• EXERCISE DESCRIPTION
Count the lines in the data below that contain the word "wooden", where case counts. Give only the number.

----------

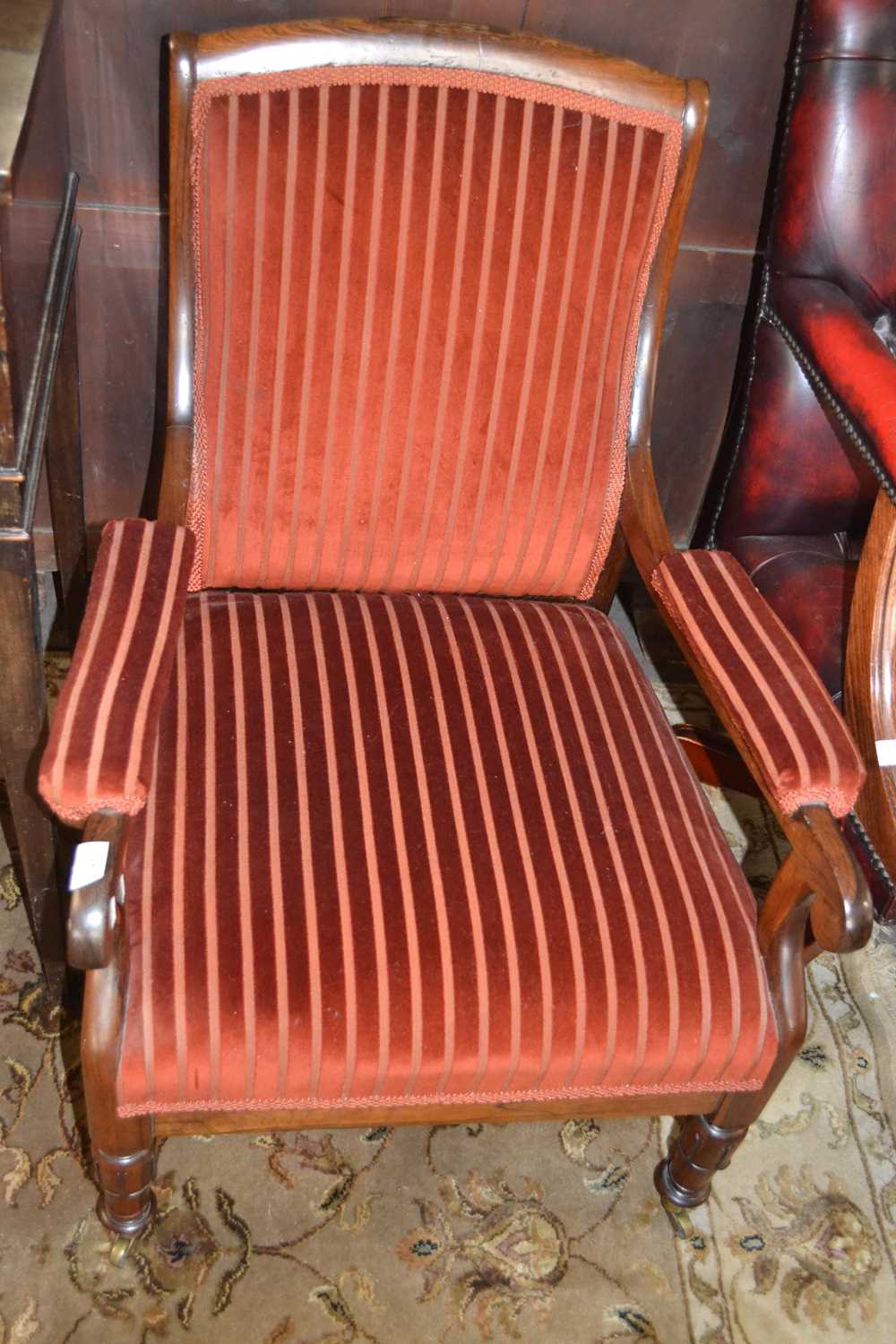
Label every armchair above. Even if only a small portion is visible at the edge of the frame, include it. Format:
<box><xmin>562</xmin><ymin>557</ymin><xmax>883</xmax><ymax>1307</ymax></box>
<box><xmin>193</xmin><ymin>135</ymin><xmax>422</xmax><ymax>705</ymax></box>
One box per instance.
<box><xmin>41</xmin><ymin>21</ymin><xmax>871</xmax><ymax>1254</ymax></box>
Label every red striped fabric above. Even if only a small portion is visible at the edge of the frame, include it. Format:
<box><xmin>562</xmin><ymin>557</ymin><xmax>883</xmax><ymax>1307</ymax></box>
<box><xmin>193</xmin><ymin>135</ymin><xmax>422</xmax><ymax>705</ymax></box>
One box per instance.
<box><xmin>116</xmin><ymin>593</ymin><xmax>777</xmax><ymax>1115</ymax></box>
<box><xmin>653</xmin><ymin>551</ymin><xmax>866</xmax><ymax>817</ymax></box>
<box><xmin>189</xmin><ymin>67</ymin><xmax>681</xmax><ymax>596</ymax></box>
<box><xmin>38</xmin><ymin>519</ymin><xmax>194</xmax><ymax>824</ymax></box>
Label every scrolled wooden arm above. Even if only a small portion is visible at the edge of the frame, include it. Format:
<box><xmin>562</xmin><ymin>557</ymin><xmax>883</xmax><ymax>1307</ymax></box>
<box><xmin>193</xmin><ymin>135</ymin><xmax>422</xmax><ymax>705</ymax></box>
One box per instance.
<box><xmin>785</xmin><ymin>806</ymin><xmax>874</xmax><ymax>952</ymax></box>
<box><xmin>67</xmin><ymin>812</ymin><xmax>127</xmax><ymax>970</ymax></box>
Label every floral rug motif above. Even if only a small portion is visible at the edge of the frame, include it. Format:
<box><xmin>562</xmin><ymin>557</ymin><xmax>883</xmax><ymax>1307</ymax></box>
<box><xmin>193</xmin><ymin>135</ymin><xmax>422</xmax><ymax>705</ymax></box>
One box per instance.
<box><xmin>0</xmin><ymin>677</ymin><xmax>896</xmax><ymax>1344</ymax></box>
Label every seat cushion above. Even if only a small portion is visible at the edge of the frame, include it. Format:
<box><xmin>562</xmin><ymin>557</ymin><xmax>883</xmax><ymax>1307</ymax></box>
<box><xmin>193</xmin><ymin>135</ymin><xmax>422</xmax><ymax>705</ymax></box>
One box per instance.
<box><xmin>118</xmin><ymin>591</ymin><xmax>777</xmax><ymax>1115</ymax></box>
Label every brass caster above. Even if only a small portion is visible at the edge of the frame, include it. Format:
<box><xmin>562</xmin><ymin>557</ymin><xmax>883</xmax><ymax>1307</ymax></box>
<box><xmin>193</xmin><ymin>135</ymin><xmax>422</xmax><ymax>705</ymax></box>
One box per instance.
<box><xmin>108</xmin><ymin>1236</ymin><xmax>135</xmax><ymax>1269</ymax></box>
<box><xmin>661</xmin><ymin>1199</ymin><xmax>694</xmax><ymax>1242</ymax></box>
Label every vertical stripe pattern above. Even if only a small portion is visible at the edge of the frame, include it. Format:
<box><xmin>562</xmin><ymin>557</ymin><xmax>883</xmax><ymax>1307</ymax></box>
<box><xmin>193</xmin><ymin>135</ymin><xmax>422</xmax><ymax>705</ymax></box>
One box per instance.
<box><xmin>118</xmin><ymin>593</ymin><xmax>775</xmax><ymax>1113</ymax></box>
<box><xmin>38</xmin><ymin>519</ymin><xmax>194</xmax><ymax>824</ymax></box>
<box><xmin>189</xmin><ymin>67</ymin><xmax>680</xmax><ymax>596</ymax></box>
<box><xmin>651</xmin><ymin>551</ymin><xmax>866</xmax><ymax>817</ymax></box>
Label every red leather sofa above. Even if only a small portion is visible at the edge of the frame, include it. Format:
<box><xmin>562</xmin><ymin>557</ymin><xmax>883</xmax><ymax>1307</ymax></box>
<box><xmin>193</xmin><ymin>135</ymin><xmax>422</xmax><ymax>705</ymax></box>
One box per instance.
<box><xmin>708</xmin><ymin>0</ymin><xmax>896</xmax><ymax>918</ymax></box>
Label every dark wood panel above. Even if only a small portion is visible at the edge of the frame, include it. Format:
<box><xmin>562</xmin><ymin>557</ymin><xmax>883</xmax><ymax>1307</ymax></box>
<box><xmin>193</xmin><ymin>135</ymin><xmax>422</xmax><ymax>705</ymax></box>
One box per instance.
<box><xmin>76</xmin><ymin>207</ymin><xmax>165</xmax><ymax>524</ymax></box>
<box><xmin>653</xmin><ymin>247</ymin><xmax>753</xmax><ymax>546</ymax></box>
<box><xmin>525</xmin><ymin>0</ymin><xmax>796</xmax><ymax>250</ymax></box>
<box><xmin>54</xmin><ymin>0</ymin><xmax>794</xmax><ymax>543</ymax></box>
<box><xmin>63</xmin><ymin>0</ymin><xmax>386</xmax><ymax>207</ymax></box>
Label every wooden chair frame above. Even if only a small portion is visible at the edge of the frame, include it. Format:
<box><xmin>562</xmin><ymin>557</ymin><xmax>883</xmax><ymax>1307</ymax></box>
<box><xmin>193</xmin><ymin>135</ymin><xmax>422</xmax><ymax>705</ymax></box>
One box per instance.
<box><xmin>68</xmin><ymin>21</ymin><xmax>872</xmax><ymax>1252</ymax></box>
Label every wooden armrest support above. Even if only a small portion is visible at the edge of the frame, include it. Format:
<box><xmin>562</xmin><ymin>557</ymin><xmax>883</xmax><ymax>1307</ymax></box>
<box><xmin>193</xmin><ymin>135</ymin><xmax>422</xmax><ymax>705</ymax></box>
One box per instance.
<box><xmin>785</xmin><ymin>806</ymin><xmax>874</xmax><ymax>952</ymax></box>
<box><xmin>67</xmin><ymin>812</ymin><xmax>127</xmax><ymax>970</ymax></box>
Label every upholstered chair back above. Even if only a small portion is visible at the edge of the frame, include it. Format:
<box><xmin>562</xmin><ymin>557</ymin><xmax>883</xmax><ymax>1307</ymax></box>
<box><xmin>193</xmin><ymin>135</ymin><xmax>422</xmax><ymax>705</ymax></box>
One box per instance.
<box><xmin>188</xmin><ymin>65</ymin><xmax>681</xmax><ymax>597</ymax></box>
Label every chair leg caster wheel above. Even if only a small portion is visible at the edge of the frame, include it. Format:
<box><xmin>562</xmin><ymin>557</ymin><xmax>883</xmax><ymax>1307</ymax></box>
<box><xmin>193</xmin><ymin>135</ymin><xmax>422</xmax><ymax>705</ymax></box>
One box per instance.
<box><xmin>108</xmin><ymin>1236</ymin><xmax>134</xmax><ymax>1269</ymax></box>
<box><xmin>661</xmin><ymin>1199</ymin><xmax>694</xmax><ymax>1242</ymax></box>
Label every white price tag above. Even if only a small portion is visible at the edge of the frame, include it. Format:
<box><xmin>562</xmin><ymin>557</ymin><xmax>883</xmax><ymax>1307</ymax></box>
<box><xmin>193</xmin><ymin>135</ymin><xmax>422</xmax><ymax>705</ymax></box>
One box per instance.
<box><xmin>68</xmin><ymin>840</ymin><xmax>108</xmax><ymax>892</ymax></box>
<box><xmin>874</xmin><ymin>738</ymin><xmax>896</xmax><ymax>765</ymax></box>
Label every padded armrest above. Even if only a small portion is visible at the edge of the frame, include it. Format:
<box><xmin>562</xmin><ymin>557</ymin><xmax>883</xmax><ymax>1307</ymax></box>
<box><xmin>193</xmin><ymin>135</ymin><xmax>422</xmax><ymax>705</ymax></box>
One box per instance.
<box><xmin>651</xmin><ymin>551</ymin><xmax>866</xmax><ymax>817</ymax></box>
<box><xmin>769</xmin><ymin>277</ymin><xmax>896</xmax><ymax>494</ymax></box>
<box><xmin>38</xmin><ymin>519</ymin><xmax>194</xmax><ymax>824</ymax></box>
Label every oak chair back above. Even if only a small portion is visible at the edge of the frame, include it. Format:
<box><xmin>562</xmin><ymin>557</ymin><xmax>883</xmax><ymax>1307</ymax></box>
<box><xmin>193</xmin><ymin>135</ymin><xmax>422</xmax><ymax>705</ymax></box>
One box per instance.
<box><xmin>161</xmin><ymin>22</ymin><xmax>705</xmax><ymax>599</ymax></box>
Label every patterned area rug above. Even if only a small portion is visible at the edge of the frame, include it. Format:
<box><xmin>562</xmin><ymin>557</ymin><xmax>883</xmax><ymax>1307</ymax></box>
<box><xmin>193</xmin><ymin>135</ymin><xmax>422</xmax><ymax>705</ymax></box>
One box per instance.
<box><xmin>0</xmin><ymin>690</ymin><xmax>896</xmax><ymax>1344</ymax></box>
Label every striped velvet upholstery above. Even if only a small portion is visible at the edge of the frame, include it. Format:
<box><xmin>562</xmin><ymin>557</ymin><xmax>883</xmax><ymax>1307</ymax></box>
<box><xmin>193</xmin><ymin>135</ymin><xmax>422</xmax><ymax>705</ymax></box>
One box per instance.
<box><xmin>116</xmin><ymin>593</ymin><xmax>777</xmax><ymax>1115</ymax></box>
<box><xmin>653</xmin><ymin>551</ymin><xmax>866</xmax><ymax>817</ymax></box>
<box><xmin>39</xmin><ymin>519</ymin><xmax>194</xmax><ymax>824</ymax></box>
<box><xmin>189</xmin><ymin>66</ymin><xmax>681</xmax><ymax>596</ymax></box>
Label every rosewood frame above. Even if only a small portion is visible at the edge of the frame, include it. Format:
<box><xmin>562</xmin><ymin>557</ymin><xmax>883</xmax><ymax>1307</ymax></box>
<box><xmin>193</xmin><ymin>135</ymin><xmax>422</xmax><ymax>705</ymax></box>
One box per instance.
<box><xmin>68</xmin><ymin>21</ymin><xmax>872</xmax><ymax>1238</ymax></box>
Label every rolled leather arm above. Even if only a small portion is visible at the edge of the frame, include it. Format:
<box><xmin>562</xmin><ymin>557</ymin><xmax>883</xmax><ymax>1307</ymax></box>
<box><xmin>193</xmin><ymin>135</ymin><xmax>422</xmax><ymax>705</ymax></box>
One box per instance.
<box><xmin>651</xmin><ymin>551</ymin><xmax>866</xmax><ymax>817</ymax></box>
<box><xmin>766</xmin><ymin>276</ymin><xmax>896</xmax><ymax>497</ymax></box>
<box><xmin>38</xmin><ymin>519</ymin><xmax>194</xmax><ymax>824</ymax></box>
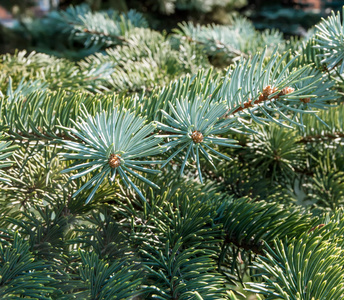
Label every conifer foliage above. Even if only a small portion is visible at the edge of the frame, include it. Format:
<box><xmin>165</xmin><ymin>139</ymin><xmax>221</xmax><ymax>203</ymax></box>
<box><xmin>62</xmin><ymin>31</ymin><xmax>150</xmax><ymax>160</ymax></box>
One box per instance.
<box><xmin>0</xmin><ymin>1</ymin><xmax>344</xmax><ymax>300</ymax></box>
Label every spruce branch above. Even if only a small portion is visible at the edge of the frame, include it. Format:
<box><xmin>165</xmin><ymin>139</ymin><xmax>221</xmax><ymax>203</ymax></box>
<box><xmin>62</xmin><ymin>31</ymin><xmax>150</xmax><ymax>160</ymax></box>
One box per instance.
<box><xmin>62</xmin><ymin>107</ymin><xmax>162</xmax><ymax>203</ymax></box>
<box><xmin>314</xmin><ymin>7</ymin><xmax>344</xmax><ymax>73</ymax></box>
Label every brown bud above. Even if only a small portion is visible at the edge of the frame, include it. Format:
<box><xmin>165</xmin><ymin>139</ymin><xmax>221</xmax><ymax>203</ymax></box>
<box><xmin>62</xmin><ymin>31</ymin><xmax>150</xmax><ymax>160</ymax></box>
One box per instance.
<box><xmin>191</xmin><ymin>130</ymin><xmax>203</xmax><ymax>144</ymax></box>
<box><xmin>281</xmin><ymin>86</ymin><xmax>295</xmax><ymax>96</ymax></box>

----------

• RESULT FOR THIS TASK
3